*Problem:* Every line from the one that includes "in: indicate the truck windshield, one" to the end of the entries should be written out exactly, with the first and last included.
[Start of section]
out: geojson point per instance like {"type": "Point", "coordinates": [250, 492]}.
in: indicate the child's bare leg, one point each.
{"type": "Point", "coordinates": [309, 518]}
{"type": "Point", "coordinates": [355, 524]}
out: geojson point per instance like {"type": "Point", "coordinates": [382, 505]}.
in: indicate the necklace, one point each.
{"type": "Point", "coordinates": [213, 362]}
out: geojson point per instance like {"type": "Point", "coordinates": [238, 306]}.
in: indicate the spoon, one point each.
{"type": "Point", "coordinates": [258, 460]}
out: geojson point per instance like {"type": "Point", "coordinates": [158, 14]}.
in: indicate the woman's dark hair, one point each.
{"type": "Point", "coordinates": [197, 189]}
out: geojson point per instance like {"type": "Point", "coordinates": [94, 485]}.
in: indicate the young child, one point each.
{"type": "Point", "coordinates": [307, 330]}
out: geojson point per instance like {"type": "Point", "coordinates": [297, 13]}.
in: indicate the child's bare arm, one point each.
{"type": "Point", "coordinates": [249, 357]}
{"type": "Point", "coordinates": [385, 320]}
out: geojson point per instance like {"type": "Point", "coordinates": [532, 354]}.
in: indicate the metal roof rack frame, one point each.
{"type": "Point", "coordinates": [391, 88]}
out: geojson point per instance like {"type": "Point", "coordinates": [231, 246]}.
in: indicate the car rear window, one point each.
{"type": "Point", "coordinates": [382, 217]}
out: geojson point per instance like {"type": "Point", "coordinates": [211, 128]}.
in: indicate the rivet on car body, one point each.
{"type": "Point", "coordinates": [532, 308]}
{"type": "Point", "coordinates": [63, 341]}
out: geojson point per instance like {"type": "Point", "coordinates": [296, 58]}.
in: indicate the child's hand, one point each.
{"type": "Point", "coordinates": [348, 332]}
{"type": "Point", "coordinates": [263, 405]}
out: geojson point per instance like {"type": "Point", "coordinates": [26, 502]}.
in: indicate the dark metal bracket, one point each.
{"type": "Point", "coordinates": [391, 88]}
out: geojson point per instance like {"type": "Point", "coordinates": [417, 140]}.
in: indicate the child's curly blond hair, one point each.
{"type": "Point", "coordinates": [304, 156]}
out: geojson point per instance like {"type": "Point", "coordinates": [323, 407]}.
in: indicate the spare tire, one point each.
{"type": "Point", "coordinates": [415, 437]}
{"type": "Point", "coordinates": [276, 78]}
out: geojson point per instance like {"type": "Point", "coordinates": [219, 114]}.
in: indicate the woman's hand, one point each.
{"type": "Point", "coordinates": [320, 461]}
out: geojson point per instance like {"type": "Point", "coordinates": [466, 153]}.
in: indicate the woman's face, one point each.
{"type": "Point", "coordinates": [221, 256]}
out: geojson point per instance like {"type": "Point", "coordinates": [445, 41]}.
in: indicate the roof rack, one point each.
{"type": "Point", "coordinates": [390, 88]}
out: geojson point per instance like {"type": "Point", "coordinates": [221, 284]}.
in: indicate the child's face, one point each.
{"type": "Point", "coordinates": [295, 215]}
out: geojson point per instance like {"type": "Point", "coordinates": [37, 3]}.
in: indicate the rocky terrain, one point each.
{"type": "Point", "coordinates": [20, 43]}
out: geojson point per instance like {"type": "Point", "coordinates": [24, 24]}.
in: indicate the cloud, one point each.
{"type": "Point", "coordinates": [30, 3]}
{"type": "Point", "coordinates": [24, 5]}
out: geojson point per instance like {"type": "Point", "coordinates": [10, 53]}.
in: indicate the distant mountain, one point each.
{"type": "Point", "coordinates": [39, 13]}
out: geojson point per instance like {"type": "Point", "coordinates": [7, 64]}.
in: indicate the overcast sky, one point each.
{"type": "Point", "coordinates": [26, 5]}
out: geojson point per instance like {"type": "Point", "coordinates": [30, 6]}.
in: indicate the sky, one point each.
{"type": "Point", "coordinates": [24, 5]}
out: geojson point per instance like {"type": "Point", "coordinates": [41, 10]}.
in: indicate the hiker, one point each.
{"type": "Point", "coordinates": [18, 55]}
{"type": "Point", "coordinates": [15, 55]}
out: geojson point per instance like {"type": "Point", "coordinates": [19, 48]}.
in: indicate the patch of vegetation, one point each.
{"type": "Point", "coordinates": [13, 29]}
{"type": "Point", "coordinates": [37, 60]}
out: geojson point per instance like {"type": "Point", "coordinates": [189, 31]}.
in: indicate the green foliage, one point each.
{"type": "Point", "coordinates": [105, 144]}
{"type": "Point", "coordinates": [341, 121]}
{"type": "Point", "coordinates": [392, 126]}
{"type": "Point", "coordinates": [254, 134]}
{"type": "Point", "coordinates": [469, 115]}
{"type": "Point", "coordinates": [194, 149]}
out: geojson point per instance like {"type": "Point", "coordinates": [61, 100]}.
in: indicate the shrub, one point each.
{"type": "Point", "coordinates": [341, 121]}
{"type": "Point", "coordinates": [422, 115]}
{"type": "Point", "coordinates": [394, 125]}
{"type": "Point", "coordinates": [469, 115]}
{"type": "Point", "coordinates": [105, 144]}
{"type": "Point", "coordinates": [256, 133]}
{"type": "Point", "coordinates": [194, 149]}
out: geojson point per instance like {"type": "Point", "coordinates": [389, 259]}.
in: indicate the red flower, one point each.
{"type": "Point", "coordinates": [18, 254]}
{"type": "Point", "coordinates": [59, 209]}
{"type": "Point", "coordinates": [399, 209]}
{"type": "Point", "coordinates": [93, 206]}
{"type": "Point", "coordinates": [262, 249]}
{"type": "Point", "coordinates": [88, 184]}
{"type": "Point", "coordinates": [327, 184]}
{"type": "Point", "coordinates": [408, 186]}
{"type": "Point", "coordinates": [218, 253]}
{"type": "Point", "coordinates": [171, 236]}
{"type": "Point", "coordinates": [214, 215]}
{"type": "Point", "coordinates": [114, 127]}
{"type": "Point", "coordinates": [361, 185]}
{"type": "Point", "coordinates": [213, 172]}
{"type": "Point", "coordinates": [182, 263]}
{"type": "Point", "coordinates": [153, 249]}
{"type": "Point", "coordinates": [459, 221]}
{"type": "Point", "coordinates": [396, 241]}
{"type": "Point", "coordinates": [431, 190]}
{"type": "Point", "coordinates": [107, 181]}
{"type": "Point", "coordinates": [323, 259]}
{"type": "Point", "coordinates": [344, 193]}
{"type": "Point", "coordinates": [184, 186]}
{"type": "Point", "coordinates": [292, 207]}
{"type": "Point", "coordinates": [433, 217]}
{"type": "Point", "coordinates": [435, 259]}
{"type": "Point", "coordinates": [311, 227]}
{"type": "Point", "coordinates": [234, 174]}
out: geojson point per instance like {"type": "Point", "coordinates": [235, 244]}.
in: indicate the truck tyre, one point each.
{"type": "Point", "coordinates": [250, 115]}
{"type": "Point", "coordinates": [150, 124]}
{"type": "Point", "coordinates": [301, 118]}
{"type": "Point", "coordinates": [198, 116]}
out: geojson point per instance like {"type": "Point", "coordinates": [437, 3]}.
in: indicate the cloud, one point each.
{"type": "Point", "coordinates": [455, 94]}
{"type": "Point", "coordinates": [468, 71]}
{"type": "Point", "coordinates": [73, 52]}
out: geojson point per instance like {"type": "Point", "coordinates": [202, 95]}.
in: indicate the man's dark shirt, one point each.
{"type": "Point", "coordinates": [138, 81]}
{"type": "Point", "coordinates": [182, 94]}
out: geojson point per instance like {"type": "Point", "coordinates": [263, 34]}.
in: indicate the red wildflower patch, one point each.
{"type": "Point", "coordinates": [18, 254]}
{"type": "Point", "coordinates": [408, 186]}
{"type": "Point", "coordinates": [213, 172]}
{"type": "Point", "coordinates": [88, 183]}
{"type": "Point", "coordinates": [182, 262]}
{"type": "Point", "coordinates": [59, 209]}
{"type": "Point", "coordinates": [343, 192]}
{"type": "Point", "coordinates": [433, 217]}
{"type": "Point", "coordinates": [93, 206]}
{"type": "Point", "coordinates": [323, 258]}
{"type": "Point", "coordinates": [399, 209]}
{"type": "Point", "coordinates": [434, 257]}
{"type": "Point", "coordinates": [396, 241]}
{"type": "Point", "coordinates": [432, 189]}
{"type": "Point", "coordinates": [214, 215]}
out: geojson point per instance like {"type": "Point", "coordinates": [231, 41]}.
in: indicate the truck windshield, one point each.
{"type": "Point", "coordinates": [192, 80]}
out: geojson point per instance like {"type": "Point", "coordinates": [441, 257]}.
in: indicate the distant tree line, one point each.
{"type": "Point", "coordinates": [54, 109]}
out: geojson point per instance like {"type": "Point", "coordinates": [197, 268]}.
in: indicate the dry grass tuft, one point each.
[End of section]
*Solution:*
in: indicate the truck windshield, one point each.
{"type": "Point", "coordinates": [192, 80]}
out: geojson point per instance like {"type": "Point", "coordinates": [441, 257]}.
in: indicate the distant tree line, one point each.
{"type": "Point", "coordinates": [54, 109]}
out: geojson point per instance like {"type": "Point", "coordinates": [197, 268]}.
in: indicate the dry grass tuft, one point each.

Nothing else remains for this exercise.